EXTRAIT DE L'ARTICLE:
* * * * * * *
Le Monde : "Pour les jeunes, créer son entreprise comme remède à la crise"

Le journal Le Monde, partenaire de l'opération "Génération Quoi", publie ce mercredi 9 octobre un article signé Pascale Krémer et intitulé : "Pour les jeunes, créer son entreprise comme remède à la crise". Un article à retrouver ci-dessous et sur LeMonde.fr.

Pour les jeunes, créer son entreprise comme remède à la crise

Mardi 15 octobre, Fatoumata Sidibé lance son entreprise. Elle n'a que 29 ans et un BTS d'assistante de gestion, mais sa force de persuasion, son envie, son énergie balaient tout scepticisme. Sans doute sera-t-elle un succès, cette boutique en ligne de produits alimentaires africains qui livrera à domicile, épargnant aux mères de banlieue de pénibles expéditions jusqu'au quartier Château-Rouge, à Paris. Dans quelques mois, les familles d'origine malienne et sénégalaise pourront aussi, sur ce site (E-market-africa.com), prépayer pour leurs proches restés au pays les courses effectuées dans des commerces locaux. "Ce ne sera pas de tout repos, admet Fatoumata. Mais le travail, ça paie. Je suis une meneuse, j'aime les challenges, j'ai cette soif d'être libre et utile."*

Les tempéraments de cette trempe ne sont pas rares à Saint-Denis, au brunch des jeunes accompagnés par l'Association pour le droit à l'initiative économique (ADIE), spécialiste du microcrédit. Du 7 au 11 octobre, l'association y a organisé des réunions d'information sur son programme d'aide à la création d'entreprise, Créajeunes. Six semaines de formation pour passer de l'idée au projet, et un microcrédit dans la foulée, si nécessaire.
* * * * * * *
MATÉRIEL SOURCE:
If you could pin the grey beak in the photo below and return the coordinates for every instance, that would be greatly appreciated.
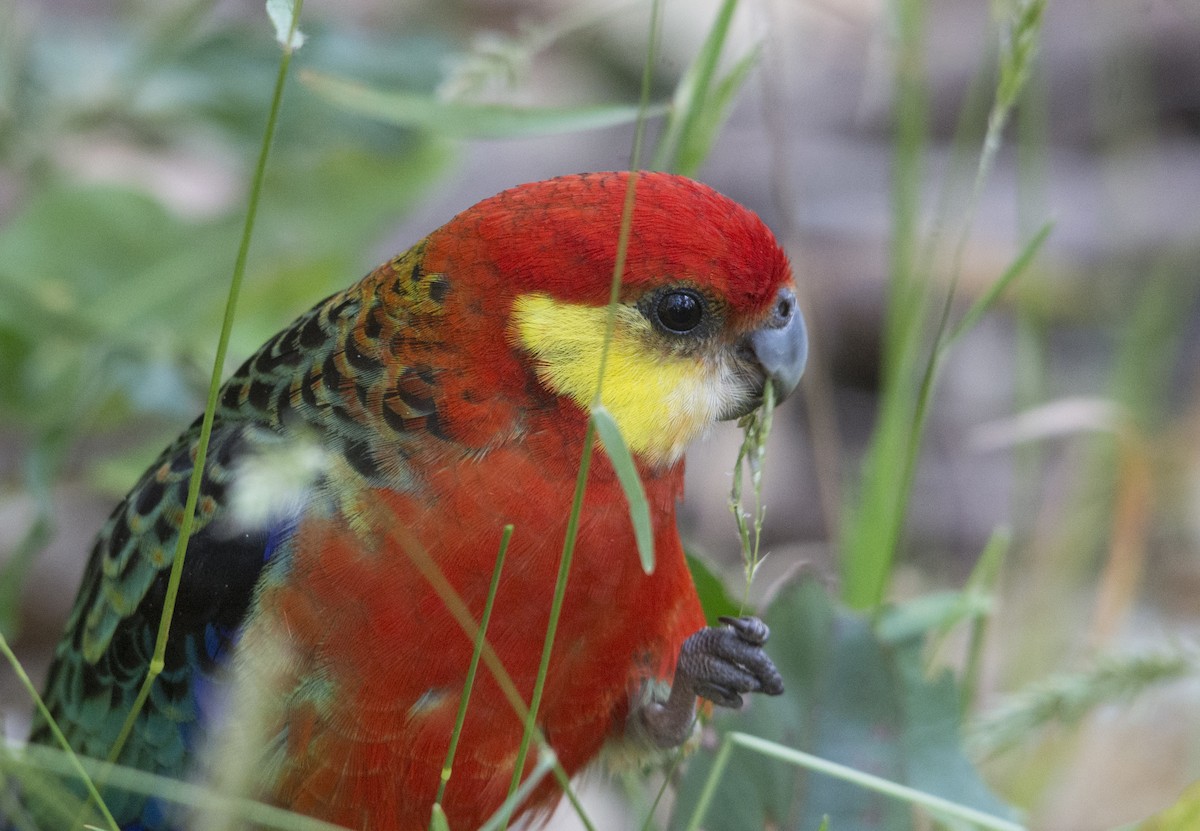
* * * * * * *
BUT DE L'EXERCICE:
Dans l'article sur les jeunes qui créent leur entreprise, réécrivez le passage qui commence par "Le journal Le" et se termine par "et sur LeMonde.fr.", en mettant "jeudi" à la place de "mercredi". Ce matériel est indépendant de l'article.

RÉPONSE ATTENDUE:
Le journal Le Monde, partenaire de l'opération "Génération Quoi", publie ce jeudi 9 octobre un article signé Pascale Krémer et intitulé : "Pour les jeunes, créer son entreprise comme remède à la crise". Un article à retrouver ci-dessous et sur LeMonde.fr.